>> START PROVIDED ENTRIES

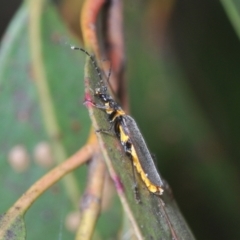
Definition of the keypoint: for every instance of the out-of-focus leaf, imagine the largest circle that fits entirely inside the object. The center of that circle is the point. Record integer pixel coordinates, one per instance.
(192, 153)
(232, 8)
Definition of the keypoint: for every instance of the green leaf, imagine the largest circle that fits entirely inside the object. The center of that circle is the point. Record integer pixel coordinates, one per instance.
(14, 230)
(155, 217)
(23, 125)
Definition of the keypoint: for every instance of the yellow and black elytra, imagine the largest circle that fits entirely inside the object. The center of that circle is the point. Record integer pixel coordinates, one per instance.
(129, 135)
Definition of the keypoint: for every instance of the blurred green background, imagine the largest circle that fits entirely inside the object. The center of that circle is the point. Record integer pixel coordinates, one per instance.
(182, 63)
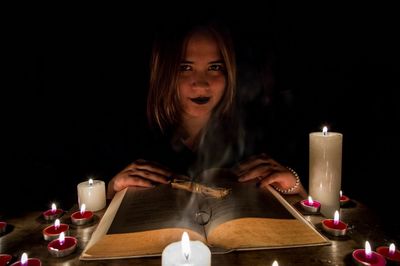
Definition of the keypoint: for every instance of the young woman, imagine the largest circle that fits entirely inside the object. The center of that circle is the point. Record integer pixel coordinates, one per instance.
(191, 105)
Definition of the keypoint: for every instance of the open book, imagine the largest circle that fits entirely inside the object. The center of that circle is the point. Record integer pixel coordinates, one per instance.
(142, 222)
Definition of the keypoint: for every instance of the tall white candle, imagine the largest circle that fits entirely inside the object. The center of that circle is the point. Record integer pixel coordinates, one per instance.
(186, 252)
(325, 170)
(92, 193)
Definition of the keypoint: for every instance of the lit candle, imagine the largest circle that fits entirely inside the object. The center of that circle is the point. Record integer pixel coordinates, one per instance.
(54, 231)
(334, 227)
(93, 194)
(325, 167)
(27, 262)
(52, 213)
(391, 254)
(186, 252)
(62, 246)
(343, 199)
(368, 257)
(3, 227)
(310, 205)
(5, 259)
(82, 217)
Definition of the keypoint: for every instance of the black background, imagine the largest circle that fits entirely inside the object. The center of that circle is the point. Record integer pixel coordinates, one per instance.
(75, 80)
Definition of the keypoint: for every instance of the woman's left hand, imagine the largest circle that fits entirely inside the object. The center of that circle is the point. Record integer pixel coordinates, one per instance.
(267, 171)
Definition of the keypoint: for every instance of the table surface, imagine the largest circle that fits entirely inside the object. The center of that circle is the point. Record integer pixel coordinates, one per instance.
(24, 234)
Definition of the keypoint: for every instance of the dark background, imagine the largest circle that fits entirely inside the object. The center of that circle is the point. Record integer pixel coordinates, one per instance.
(75, 83)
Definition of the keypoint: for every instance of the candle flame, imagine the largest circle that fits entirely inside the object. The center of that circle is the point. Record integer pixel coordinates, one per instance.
(310, 201)
(61, 238)
(392, 249)
(336, 218)
(83, 208)
(368, 252)
(57, 223)
(53, 208)
(185, 246)
(325, 130)
(24, 258)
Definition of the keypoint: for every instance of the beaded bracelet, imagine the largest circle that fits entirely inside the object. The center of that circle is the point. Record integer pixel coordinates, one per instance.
(289, 190)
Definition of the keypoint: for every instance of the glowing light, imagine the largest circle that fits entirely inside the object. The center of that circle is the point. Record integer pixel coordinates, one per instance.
(83, 208)
(185, 246)
(368, 252)
(325, 130)
(57, 223)
(392, 249)
(310, 201)
(336, 218)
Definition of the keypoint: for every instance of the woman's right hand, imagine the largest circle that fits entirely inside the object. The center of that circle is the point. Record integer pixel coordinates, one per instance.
(140, 173)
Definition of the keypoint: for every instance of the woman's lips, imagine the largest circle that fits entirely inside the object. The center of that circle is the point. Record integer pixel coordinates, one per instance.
(200, 100)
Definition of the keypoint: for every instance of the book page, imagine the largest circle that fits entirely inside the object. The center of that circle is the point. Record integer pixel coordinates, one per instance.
(146, 221)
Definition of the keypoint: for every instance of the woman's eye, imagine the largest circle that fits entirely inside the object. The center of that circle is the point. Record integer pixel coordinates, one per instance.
(216, 68)
(183, 68)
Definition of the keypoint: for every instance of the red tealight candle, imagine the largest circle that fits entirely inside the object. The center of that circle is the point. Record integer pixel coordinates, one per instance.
(368, 257)
(53, 231)
(343, 199)
(310, 205)
(82, 217)
(53, 213)
(334, 227)
(27, 262)
(390, 253)
(62, 246)
(3, 227)
(5, 259)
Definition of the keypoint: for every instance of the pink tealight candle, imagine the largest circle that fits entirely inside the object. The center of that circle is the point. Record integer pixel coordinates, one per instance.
(27, 262)
(54, 231)
(5, 259)
(390, 253)
(310, 205)
(334, 227)
(53, 213)
(63, 246)
(3, 227)
(82, 217)
(343, 199)
(368, 257)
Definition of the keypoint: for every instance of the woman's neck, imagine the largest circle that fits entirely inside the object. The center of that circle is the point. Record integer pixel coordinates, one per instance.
(193, 127)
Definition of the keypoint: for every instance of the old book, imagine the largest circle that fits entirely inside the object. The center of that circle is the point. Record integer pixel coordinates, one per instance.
(142, 222)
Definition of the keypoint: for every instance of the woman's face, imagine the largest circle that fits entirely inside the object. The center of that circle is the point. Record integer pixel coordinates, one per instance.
(202, 76)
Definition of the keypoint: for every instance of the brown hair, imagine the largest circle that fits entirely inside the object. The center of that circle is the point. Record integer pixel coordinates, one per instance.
(163, 108)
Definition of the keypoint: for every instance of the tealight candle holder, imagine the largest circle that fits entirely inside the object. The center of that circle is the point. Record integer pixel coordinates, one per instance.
(391, 254)
(310, 205)
(52, 213)
(52, 232)
(3, 227)
(27, 262)
(343, 199)
(334, 226)
(5, 259)
(82, 217)
(63, 246)
(368, 257)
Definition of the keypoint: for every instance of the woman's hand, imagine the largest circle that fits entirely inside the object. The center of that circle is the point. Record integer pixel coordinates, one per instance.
(267, 171)
(140, 173)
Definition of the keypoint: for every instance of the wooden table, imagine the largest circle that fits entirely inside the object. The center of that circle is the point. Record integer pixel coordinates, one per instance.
(24, 234)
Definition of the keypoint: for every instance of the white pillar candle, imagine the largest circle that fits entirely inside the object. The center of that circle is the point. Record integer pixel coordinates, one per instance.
(325, 170)
(186, 252)
(92, 193)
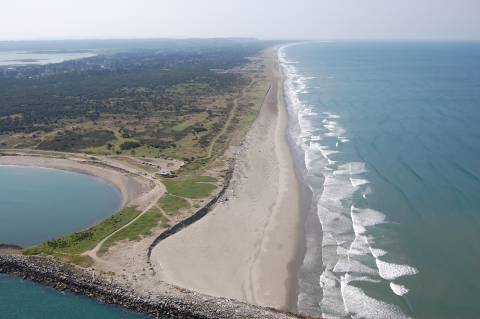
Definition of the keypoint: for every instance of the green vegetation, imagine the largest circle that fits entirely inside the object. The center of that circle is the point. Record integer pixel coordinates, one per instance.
(71, 141)
(141, 227)
(80, 242)
(190, 187)
(171, 205)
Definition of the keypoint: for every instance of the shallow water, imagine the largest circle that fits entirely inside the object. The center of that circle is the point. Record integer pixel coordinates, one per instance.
(389, 138)
(11, 58)
(38, 204)
(20, 299)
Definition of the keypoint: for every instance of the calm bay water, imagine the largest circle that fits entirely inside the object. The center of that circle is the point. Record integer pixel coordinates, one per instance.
(389, 138)
(40, 204)
(11, 58)
(20, 299)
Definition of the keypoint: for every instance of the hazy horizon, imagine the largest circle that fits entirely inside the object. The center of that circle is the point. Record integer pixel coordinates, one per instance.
(281, 19)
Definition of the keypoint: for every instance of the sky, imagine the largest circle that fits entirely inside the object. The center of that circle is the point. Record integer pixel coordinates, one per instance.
(265, 19)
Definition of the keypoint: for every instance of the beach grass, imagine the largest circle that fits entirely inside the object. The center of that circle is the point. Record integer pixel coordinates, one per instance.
(191, 187)
(79, 242)
(171, 204)
(137, 230)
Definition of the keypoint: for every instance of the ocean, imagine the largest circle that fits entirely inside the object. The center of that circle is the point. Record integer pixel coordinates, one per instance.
(38, 204)
(387, 138)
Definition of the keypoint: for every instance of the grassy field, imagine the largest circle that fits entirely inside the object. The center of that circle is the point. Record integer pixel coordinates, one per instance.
(140, 228)
(79, 242)
(191, 187)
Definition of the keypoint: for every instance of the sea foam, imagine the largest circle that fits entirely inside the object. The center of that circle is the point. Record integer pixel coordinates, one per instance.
(349, 253)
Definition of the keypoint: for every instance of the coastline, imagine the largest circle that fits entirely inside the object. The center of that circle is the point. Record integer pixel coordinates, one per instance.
(247, 247)
(184, 304)
(129, 186)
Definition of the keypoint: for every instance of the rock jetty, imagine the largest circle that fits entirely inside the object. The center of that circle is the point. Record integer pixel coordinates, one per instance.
(186, 304)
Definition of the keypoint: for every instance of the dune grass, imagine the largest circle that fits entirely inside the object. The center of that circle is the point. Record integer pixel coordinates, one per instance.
(191, 187)
(79, 242)
(171, 204)
(137, 230)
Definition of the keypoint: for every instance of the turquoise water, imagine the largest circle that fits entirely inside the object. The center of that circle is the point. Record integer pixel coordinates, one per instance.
(9, 58)
(388, 135)
(39, 204)
(20, 299)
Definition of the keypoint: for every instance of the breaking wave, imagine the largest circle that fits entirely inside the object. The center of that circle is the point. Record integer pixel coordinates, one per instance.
(335, 280)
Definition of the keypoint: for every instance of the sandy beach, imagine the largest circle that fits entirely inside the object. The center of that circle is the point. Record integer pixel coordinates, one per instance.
(247, 246)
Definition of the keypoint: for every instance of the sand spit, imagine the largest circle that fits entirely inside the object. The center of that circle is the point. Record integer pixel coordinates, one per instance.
(61, 276)
(244, 248)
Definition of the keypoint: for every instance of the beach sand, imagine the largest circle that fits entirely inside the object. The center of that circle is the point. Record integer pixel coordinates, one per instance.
(247, 247)
(131, 188)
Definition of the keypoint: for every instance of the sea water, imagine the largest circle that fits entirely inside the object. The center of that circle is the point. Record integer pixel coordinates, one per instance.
(39, 204)
(388, 137)
(22, 58)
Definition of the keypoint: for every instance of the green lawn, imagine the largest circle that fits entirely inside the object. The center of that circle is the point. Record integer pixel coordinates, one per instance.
(192, 187)
(136, 231)
(173, 204)
(80, 242)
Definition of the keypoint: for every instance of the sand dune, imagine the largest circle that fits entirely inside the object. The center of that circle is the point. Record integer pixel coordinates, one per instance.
(245, 248)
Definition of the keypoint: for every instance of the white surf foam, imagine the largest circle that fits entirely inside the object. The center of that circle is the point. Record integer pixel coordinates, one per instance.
(399, 290)
(348, 252)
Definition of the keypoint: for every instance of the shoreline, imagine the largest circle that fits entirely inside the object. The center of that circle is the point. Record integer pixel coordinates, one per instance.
(247, 247)
(186, 304)
(130, 187)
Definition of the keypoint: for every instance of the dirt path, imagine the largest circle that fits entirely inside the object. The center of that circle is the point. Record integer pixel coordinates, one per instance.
(151, 200)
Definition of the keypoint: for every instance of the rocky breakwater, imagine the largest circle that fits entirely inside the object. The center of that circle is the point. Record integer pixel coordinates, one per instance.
(183, 304)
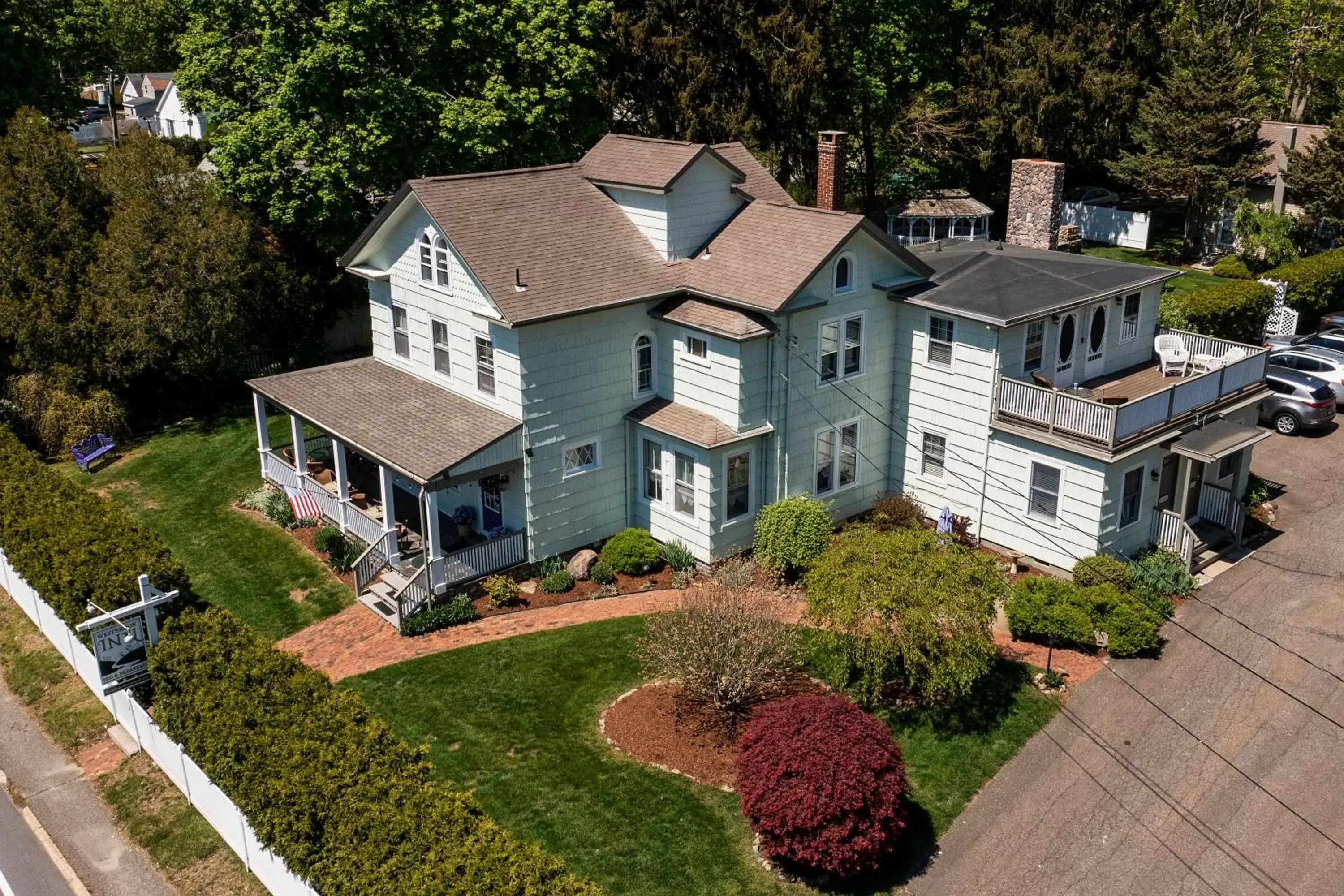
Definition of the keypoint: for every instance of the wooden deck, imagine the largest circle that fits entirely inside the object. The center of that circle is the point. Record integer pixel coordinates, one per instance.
(1132, 383)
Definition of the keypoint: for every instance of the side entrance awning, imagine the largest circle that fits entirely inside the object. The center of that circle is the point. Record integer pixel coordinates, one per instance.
(1218, 440)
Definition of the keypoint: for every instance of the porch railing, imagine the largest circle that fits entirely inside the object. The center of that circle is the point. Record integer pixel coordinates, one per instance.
(1174, 534)
(1112, 425)
(479, 560)
(414, 595)
(1219, 505)
(371, 562)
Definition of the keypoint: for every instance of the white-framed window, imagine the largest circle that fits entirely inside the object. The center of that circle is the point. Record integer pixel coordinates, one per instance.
(836, 466)
(426, 246)
(1043, 492)
(1129, 323)
(443, 357)
(486, 365)
(943, 336)
(401, 332)
(933, 456)
(1132, 496)
(652, 470)
(443, 268)
(685, 485)
(697, 349)
(737, 485)
(1034, 350)
(643, 365)
(840, 349)
(581, 457)
(844, 273)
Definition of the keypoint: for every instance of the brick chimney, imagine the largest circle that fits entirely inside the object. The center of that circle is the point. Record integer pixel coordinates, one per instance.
(1035, 194)
(831, 164)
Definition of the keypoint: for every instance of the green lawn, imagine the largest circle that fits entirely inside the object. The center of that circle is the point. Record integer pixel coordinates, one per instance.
(515, 720)
(1190, 281)
(182, 484)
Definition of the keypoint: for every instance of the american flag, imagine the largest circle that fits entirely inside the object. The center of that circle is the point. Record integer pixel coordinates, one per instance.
(303, 504)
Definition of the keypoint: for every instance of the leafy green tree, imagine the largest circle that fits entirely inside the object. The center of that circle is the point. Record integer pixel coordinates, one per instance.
(1316, 178)
(319, 109)
(1264, 240)
(1060, 80)
(1198, 132)
(906, 606)
(50, 210)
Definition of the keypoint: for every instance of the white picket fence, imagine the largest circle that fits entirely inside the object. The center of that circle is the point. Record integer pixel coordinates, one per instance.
(211, 802)
(1113, 226)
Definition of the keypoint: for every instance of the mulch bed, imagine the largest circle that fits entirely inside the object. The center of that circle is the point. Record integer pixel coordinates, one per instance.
(655, 726)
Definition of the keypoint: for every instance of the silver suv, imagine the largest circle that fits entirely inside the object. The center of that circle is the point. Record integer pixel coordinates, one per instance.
(1300, 402)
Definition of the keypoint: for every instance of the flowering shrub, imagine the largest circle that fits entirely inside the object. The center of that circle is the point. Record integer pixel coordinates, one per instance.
(823, 784)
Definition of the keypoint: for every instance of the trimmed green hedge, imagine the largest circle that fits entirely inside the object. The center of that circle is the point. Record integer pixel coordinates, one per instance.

>> END PROVIDED ENTRIES

Return the lines above, from the one containing "the white picket" to the end, exactly as they stand.

SOLUTION TO THE EXERCISE
Definition of the keypoint: for every instance of the white picket fence, imagine the largest circle that fits entirely inside the object. The center of that circle is the point. Record integer pixel coordinates, one per instance.
(211, 802)
(1113, 226)
Definition of the keypoint: for every instance of the mulch bed, imagine the largest circle that fits entirely inside the object. The center of that circle is the point. Record integer pixel coordinates, one per instance.
(655, 726)
Definition of the keypoint: for every instance of the silver suv, imagine the largest circle that fits entirely inside the object. The center of that circle is the point. Record integer pixel coordinates, one per instance.
(1300, 402)
Definition of the keypoint: for every instance of the flowering shrub, imagine the largest circle that fits entirely inside the object. The center of that circle is the point. Record integer pixel coordinates, one per instance.
(823, 784)
Definition of the keypoint: for every instance of the trimmed green hedge, imagine the largest circle that fits entirely inside the object. The center of that circle is the point. Record integer pixel coordinates, one per instance.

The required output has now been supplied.